▸ **Provided information**:
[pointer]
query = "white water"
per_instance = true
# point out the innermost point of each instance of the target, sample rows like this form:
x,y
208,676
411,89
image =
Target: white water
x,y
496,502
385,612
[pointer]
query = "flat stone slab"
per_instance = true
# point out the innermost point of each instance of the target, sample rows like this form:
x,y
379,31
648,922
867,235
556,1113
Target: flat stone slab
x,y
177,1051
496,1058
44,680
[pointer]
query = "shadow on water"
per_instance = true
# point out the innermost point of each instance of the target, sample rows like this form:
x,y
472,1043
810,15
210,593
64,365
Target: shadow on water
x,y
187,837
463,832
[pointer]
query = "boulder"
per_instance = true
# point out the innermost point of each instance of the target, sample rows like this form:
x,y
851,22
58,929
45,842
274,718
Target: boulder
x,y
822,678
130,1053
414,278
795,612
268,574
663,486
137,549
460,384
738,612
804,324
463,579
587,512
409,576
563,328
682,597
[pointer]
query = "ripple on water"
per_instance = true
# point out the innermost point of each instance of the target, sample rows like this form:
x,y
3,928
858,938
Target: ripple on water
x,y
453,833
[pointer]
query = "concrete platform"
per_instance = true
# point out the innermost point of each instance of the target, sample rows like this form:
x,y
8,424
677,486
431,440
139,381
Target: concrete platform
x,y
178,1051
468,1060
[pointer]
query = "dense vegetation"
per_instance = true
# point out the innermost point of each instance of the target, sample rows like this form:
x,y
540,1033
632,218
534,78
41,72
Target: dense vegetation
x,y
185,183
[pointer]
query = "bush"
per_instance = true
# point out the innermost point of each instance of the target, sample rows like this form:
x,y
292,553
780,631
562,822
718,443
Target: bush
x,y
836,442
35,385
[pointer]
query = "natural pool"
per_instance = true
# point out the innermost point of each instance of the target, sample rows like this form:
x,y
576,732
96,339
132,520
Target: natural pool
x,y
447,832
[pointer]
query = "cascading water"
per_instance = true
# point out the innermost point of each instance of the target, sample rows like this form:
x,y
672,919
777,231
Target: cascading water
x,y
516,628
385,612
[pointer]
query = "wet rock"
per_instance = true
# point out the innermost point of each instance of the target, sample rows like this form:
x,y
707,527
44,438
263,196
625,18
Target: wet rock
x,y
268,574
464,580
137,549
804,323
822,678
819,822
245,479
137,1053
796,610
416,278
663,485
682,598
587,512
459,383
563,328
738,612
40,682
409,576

▸ **Task instructions**: Tally the lines in the items above that contain the string "cascading". Reply with the number only.

▸ **Expected answer**: 2